(EXTRACT Opens)

SEMESTER TWO
Business Communications 1 for Public Relations
Students examine communication within a business context. Students practise both oral and written communication activities that are common to most professional environments. Through hands-on activities, individual and group activities, students write memos, letters, and reports, and to practise oral communication in job interviews and presentations.
Desktop Publishing 1
Students are introduced to desktop publishing. The emphasis is on understanding terminology, as well as basic program commands, in a desktop publishing environment. Through tests, exercises and assignments, students use desktop publishing terms and execute basic layout.
Production Workshop 2 (Photography)
Through lectures and hands-on experience, students develop skills required for public relations job assignments revolving around photography. From a photojournalistic perspective, they learn how to use SLR digital cameras, how to take newsworthy photographs and how to prepare photos for dissemination to mass media. Students also receive hands-on experience in taking photos for newsletters and other public relations materials. On the administrative side, lectures and assignments deal with writing cutlines, obtaining releases and packaging photos.

(EXTRACT Closes)
(EXTRACTED MATERIAL Opens)

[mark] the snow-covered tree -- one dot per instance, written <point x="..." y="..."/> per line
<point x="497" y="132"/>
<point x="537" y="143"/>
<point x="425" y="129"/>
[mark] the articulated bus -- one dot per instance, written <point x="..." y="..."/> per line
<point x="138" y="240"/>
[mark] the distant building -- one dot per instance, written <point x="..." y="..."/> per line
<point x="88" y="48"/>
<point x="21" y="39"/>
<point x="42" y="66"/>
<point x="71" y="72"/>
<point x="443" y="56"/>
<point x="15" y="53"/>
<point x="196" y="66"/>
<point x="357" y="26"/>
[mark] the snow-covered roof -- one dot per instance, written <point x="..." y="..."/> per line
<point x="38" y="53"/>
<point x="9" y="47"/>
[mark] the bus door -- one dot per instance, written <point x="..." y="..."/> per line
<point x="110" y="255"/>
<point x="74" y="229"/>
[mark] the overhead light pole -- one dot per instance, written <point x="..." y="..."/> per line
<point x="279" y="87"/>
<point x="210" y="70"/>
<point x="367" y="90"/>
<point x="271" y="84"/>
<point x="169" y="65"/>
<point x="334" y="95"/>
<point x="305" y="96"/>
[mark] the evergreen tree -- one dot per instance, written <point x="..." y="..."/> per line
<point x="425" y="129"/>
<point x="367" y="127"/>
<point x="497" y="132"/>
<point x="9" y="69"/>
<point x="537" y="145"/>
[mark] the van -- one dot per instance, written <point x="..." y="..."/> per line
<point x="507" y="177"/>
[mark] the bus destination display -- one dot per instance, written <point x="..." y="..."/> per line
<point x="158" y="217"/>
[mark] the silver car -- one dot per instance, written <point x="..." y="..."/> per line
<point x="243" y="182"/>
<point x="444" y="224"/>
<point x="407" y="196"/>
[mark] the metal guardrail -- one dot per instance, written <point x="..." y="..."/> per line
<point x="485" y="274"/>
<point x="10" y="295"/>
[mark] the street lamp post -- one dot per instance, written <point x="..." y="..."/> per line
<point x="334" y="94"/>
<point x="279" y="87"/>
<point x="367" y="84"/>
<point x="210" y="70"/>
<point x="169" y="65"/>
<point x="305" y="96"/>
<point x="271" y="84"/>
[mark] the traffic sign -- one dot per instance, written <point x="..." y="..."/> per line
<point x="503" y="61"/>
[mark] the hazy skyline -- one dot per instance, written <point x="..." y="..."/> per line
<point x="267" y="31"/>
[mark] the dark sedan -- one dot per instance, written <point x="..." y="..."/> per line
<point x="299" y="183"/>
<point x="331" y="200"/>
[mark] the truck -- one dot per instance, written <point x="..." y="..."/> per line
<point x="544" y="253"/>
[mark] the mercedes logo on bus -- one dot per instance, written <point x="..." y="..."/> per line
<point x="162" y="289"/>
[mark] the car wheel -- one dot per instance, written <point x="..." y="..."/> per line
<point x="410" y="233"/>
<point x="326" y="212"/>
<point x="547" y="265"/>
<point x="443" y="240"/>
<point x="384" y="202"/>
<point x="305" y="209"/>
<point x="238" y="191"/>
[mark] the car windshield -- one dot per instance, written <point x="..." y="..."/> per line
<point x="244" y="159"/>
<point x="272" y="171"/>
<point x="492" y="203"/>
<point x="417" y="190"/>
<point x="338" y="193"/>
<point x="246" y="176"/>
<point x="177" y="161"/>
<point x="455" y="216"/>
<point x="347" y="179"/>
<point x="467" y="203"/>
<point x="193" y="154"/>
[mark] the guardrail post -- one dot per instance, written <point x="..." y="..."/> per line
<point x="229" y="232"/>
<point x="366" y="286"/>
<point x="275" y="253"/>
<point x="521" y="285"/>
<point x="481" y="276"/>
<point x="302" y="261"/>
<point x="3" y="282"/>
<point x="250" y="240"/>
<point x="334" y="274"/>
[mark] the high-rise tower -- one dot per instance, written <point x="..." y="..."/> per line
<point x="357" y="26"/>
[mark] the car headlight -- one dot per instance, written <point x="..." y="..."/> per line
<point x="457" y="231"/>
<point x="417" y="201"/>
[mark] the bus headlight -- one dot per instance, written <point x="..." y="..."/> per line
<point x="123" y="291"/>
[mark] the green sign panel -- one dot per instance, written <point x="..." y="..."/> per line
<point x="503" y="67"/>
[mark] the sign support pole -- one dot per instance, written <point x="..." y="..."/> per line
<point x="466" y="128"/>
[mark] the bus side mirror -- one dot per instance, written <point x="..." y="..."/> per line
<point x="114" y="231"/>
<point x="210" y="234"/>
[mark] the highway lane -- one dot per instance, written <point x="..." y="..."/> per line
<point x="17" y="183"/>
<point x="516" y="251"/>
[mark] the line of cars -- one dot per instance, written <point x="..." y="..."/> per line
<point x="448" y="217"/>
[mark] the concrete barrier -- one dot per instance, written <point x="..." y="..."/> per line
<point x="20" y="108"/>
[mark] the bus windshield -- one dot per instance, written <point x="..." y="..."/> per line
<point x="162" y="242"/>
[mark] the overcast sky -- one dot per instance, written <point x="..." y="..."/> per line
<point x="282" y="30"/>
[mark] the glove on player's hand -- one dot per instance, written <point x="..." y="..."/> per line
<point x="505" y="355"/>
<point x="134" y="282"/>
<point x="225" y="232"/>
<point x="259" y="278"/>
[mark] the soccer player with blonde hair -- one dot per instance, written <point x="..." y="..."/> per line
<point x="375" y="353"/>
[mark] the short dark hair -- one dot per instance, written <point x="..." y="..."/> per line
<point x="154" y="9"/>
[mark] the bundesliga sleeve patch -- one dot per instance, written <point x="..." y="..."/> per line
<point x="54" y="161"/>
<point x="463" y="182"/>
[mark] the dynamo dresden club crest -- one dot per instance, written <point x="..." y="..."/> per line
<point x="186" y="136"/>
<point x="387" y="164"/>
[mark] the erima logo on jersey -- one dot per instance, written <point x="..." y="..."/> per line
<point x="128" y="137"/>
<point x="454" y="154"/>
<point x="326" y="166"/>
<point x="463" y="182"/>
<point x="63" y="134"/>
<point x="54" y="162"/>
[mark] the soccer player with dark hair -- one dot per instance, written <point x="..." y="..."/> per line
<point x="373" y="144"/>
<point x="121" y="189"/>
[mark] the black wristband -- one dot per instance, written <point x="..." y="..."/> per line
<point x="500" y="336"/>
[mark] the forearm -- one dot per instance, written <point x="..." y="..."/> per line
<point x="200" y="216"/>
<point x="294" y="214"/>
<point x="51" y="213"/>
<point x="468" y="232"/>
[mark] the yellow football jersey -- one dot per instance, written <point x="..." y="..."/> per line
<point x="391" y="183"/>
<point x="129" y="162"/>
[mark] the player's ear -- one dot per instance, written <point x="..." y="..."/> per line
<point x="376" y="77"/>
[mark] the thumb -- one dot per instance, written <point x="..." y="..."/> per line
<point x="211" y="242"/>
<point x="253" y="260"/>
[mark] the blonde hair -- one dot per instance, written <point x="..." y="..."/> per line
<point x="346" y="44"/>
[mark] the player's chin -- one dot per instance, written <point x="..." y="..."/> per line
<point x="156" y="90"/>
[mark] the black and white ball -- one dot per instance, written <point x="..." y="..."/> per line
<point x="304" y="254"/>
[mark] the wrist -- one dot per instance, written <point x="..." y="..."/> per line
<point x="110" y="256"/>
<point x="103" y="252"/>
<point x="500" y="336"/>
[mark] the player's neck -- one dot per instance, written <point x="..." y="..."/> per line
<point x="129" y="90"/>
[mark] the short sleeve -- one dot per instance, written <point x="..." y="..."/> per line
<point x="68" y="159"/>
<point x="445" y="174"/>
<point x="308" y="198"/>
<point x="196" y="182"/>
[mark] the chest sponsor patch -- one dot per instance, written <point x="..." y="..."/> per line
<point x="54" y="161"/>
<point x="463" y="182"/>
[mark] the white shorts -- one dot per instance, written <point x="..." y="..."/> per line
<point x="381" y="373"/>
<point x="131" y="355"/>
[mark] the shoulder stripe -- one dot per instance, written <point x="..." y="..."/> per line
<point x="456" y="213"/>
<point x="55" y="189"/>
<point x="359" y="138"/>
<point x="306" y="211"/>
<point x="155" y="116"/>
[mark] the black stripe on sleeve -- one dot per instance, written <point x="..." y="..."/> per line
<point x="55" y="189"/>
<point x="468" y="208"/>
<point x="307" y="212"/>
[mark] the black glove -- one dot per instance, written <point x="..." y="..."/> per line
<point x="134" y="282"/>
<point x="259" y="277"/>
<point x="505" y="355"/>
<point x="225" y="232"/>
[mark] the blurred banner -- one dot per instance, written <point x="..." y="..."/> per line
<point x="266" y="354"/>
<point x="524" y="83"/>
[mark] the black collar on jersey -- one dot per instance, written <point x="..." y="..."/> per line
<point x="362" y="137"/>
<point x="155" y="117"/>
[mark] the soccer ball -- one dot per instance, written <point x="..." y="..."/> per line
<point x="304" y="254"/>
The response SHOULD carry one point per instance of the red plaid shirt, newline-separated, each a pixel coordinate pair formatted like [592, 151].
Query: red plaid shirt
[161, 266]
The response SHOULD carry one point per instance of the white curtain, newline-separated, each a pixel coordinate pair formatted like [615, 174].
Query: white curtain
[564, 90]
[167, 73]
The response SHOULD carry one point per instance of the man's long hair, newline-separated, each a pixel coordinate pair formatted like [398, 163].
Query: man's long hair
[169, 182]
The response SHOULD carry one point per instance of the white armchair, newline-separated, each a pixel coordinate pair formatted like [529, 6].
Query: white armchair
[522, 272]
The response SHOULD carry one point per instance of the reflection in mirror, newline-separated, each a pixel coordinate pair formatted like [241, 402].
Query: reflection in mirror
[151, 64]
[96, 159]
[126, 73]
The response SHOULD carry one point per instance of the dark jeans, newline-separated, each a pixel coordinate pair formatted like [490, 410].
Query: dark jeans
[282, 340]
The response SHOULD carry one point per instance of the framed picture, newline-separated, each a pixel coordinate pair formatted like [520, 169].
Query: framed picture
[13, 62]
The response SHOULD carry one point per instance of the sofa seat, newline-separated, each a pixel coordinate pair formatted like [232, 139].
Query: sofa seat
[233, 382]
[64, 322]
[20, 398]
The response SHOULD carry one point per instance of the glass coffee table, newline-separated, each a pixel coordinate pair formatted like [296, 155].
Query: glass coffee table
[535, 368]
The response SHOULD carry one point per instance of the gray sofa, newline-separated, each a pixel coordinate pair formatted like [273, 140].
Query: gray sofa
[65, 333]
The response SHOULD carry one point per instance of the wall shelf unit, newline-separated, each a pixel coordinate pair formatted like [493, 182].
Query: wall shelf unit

(EXTRACTED MATERIAL Closes)

EXERCISES:
a) Reproduce the part of the course listing starting at "SEMESTER TWO" and ending at "interviews and presentations.".
b) Answer these questions from the course listing:
(i) What documents do students write in Business Communications 1 for Public Relations?
(ii) What type of camera do students learn to use in Production Workshop 2 (Photography)?
(iii) In Desktop Publishing 1, through what do students use desktop publishing terms and execute basic layout?
c) Extend the semester-two course listing beyond its last sentence.
The lines come from a separate source.

TASK RESULTS:
a)
SEMESTER TWO
Business Communications 1 for Public Relations
Students examine communication within a business context. Students practise both oral and written communication activities that are common to most professional environments. Through hands-on activities, individual and group activities, students write memos, letters, and reports, and to practise oral communication in job interviews and presentations.

b)
(i) Memos, letters, and reports.
(ii) SLR digital cameras.
(iii) Tests, exercises and assignments.

c)
Contemporary Issues
Students develop abilities to assess current issues, evaluate their importance and summarize key information related to these issues. The course revolves around lectures, class discussions, and group presentations on issues and trends affecting Canadian society, including genetic research, world population and the environment, corporate accountability, international peacekeeping, and peacemaking and violence in the media. Students are responsible for researching specific issues, preparing advocacy materials, taking part in and leading group discussions, and making presentations that brief colleagues on specific topical issues and trends.
Public Relations 2
Students experience the four-step public relations process: defining public relations problems/opportunities; planning and programming; taking action and communicating; and evaluating the program/activity. Students learn to identify stakeholders and publics, set and write process and outcome objectives, devise and implement strategies and tactics, prepare communications materials, establish budgets and set evaluation criteria. Students apply the four-step process and the RACE formula by planning, implementing, and evaluating a public relations campaign that involves strategic and communications management, community relations, fundraising, special event management, publicity and media relations. They also work on a team to plan community relations, and internal public relations activities and present their proposals through an oral presentation.
Public Relations Workshop (Writing)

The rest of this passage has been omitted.